Written instruction:
Every line from the one with "In this exercise you will indicate the white flower" to the end of the data needs to be copied exactly, and no line before it.

Material to process:
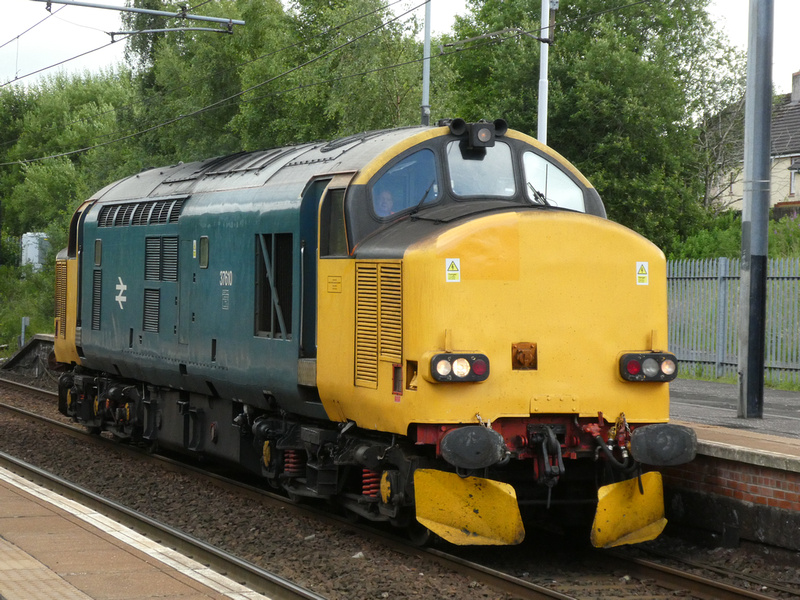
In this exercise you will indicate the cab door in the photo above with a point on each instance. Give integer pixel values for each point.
(334, 291)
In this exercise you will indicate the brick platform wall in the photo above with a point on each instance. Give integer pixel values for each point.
(735, 499)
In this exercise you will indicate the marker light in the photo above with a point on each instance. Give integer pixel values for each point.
(650, 366)
(668, 367)
(459, 367)
(443, 367)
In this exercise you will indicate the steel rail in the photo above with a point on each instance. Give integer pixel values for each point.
(675, 579)
(254, 577)
(662, 576)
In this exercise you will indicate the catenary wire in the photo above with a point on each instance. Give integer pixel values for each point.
(220, 103)
(16, 37)
(150, 100)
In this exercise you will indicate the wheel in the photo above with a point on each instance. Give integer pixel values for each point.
(420, 535)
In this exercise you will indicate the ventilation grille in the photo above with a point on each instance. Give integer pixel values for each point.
(367, 324)
(146, 212)
(161, 258)
(97, 295)
(379, 319)
(391, 307)
(61, 298)
(152, 307)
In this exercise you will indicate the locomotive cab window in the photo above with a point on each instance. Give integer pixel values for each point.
(481, 171)
(333, 234)
(410, 183)
(547, 184)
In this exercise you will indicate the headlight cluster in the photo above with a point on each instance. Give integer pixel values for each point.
(651, 366)
(459, 367)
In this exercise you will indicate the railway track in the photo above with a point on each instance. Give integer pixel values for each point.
(254, 577)
(660, 579)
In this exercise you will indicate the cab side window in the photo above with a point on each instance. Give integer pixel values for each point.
(547, 184)
(410, 183)
(333, 235)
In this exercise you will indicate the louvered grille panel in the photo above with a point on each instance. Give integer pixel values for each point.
(152, 259)
(140, 214)
(61, 298)
(97, 295)
(160, 212)
(175, 212)
(102, 218)
(366, 367)
(169, 259)
(152, 307)
(152, 212)
(391, 312)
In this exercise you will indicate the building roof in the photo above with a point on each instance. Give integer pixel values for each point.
(785, 130)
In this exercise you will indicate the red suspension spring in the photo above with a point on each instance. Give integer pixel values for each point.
(370, 483)
(293, 463)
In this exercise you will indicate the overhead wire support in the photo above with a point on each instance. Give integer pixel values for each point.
(178, 29)
(159, 13)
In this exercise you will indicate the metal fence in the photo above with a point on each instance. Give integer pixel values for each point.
(703, 298)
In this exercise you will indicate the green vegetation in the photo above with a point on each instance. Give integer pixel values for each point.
(631, 97)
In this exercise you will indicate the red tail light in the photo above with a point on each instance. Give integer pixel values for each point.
(648, 366)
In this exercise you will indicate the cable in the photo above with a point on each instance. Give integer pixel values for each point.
(33, 26)
(219, 103)
(56, 64)
(263, 56)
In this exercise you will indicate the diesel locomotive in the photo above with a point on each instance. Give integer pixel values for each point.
(436, 327)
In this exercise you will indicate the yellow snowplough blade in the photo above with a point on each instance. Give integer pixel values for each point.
(467, 511)
(627, 516)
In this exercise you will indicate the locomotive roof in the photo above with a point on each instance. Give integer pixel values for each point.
(289, 167)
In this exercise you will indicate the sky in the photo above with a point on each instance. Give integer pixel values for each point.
(74, 30)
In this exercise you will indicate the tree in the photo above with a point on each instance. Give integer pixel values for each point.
(626, 89)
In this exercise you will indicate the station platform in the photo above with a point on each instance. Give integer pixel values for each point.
(52, 548)
(745, 481)
(711, 409)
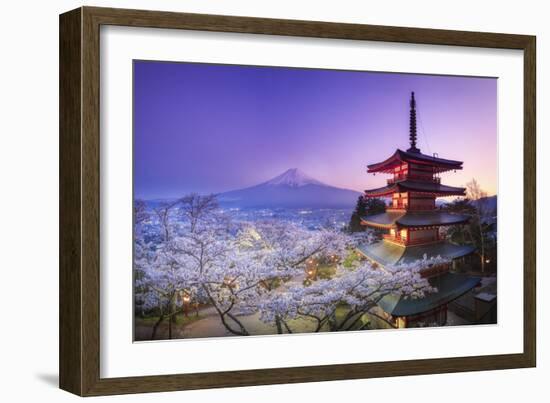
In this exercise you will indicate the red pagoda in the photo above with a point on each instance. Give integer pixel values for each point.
(414, 225)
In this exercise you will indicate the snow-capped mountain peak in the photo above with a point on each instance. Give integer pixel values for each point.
(294, 178)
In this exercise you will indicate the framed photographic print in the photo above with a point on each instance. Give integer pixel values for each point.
(250, 201)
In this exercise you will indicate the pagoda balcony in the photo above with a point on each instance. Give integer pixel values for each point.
(403, 207)
(411, 242)
(404, 177)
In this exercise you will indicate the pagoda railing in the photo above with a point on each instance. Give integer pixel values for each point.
(402, 177)
(411, 242)
(409, 208)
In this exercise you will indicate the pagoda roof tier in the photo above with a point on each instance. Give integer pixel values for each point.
(450, 286)
(389, 253)
(417, 187)
(400, 156)
(414, 219)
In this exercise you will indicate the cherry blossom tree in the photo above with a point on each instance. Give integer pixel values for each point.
(246, 268)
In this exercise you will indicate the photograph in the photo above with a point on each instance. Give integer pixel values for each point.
(273, 200)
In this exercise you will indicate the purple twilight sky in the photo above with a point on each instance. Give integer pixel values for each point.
(212, 128)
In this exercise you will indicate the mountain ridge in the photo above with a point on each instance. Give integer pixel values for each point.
(291, 189)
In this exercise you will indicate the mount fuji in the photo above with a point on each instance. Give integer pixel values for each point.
(291, 189)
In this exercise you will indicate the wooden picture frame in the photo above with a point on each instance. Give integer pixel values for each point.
(79, 347)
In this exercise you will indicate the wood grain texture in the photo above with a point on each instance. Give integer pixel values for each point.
(70, 275)
(80, 196)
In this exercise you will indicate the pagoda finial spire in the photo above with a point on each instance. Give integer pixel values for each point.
(412, 126)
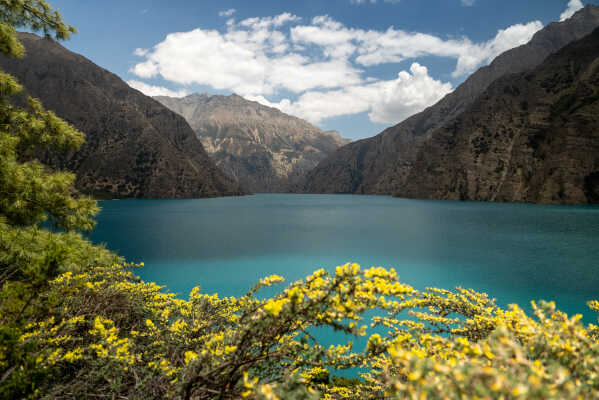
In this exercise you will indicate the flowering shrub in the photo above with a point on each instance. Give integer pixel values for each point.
(110, 333)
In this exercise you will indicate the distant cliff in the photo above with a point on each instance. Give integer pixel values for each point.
(263, 148)
(135, 147)
(532, 137)
(382, 164)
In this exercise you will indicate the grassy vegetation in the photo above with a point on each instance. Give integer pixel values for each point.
(75, 322)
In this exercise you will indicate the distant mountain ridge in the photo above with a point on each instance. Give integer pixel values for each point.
(135, 147)
(382, 164)
(263, 148)
(530, 137)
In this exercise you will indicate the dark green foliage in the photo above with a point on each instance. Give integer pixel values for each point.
(31, 193)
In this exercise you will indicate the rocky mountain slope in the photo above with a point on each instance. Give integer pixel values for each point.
(135, 147)
(265, 149)
(383, 163)
(531, 137)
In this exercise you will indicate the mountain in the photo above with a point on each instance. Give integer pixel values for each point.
(383, 163)
(532, 137)
(135, 147)
(265, 149)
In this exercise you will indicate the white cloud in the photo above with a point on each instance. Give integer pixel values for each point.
(320, 65)
(227, 13)
(386, 101)
(151, 90)
(572, 7)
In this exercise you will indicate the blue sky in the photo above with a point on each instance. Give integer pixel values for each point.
(357, 66)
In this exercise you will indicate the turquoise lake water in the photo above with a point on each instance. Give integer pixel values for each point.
(514, 252)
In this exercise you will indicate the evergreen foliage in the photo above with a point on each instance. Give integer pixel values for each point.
(75, 322)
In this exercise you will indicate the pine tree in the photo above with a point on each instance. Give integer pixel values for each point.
(40, 211)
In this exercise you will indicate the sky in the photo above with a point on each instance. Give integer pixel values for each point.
(355, 66)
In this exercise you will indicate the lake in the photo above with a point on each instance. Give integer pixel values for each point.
(513, 252)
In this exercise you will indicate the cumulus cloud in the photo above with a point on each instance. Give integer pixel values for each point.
(572, 7)
(151, 90)
(320, 66)
(386, 101)
(227, 13)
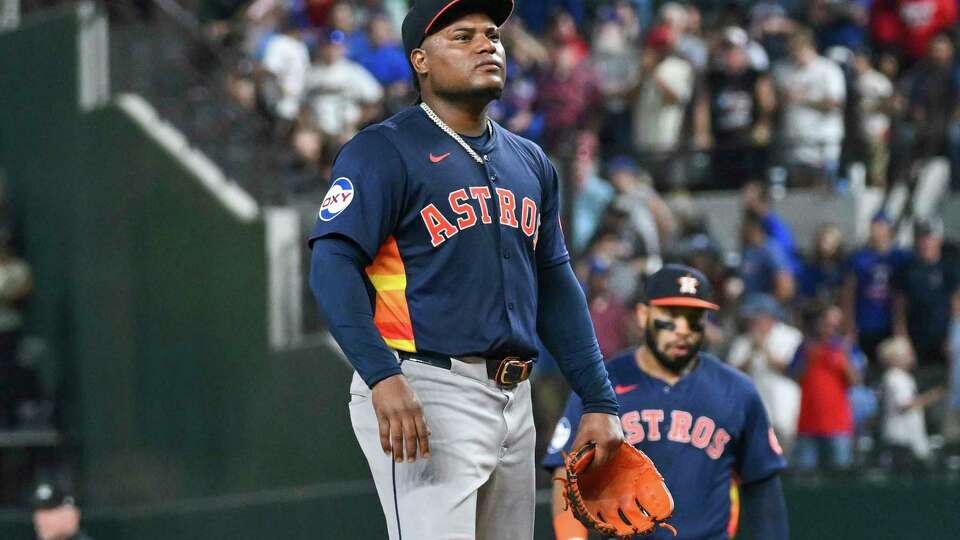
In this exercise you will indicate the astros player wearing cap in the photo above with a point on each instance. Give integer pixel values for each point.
(701, 421)
(437, 261)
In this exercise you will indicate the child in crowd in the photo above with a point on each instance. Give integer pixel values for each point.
(904, 431)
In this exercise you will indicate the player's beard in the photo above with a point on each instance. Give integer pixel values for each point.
(675, 365)
(472, 96)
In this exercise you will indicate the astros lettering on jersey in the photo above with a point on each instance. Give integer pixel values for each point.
(422, 210)
(707, 433)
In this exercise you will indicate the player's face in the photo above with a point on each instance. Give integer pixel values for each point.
(674, 335)
(465, 59)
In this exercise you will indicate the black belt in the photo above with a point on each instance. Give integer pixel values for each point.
(505, 371)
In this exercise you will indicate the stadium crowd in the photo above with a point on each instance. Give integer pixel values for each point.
(851, 346)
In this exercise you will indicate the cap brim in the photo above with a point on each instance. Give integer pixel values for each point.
(684, 301)
(499, 11)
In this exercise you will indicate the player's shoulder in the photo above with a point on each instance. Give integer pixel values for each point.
(522, 145)
(401, 124)
(384, 138)
(623, 367)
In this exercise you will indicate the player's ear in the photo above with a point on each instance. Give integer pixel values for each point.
(418, 59)
(641, 312)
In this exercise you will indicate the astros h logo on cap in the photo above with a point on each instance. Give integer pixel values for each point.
(679, 285)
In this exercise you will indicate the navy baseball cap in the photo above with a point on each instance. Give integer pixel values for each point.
(679, 285)
(425, 17)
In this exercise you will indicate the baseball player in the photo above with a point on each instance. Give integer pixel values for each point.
(437, 260)
(701, 421)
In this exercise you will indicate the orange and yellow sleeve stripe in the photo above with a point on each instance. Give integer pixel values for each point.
(391, 313)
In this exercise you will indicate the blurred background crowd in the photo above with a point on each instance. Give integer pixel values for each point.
(853, 341)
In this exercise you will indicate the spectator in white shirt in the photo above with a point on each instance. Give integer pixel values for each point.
(812, 91)
(904, 428)
(285, 64)
(341, 95)
(876, 104)
(665, 89)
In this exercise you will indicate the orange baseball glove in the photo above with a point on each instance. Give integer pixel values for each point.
(627, 496)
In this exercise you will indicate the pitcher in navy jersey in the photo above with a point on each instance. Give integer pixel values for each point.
(438, 262)
(701, 421)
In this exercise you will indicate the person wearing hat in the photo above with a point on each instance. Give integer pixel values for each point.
(700, 418)
(764, 352)
(439, 264)
(55, 514)
(923, 301)
(867, 293)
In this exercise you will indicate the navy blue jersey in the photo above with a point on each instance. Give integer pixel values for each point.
(454, 246)
(706, 434)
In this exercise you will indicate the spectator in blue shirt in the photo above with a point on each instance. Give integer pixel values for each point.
(756, 199)
(764, 268)
(821, 278)
(923, 300)
(384, 58)
(867, 295)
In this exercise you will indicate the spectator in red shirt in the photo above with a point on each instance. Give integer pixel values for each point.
(568, 95)
(910, 24)
(825, 374)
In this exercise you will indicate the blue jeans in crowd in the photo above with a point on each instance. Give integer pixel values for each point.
(838, 450)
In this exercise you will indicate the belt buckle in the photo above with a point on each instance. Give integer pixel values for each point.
(512, 370)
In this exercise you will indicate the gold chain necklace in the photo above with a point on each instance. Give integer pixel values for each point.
(456, 136)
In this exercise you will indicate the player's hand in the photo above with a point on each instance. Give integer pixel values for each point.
(605, 430)
(403, 428)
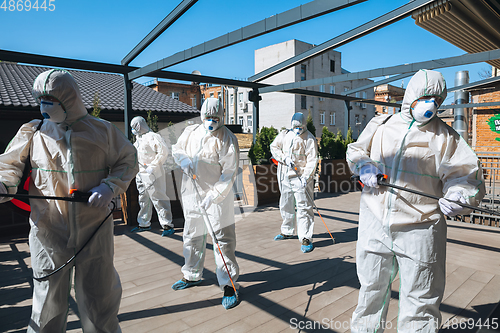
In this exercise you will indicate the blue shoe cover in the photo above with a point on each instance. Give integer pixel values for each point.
(167, 232)
(306, 245)
(229, 302)
(281, 237)
(139, 229)
(183, 284)
(307, 248)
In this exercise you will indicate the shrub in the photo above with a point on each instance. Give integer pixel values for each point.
(333, 146)
(310, 125)
(260, 151)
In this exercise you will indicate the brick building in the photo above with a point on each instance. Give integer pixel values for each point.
(388, 93)
(189, 94)
(485, 122)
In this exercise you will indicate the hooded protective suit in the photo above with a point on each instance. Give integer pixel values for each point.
(302, 151)
(403, 231)
(79, 153)
(152, 151)
(213, 157)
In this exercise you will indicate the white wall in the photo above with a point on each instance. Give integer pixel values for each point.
(277, 109)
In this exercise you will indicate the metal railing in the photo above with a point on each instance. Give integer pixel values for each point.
(490, 162)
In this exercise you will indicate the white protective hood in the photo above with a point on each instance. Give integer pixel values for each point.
(60, 84)
(423, 83)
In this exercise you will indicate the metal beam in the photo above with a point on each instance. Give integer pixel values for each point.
(158, 30)
(205, 79)
(279, 21)
(407, 68)
(473, 84)
(470, 105)
(345, 38)
(341, 97)
(36, 59)
(40, 60)
(378, 83)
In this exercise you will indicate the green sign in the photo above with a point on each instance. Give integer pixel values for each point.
(494, 123)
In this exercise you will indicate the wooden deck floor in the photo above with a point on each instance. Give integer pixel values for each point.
(280, 286)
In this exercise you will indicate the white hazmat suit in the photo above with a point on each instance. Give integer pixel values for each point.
(82, 152)
(296, 147)
(211, 152)
(403, 231)
(152, 152)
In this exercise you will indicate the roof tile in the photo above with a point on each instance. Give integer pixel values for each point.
(16, 82)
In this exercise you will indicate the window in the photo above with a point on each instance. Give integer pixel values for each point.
(302, 72)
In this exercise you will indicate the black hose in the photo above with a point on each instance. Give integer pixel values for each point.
(45, 277)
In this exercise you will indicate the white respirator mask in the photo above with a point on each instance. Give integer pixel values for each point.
(211, 124)
(424, 110)
(298, 130)
(52, 111)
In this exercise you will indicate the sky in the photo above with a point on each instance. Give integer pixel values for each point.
(106, 31)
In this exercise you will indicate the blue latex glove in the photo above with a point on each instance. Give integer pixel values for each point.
(368, 175)
(303, 181)
(101, 196)
(450, 208)
(186, 166)
(3, 190)
(207, 201)
(288, 162)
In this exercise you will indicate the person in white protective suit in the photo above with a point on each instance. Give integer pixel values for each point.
(403, 231)
(152, 151)
(71, 150)
(209, 151)
(296, 150)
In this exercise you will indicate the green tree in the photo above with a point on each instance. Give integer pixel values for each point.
(152, 121)
(260, 151)
(310, 125)
(96, 106)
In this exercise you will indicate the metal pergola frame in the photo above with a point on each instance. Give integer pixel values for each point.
(293, 16)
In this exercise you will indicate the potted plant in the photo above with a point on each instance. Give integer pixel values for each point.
(259, 179)
(335, 175)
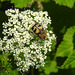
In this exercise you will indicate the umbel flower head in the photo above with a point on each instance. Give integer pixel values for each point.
(28, 49)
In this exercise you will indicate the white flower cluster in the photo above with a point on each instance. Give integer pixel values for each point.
(27, 49)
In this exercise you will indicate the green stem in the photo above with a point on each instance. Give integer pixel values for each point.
(32, 71)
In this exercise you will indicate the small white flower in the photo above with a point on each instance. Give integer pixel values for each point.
(18, 39)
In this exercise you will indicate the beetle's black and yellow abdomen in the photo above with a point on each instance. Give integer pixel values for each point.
(39, 30)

Task response:
In this exercise you will indicate the white flower cluster in the photo above with a point on each instance. Give integer pixel values for each point.
(27, 49)
In this exercise you will indicate the green stem in the photo above with a point on each instance. Give integer pixel values for each point.
(32, 71)
In this exercise you will indicate the small white flower in the photo above with a point on each instance. Give integer pixel values for each point.
(18, 39)
In this exercise you will indicate the beetle's black and yellow abdomen in the photo above with a point on each instance. Give integer pixel values for each point.
(39, 30)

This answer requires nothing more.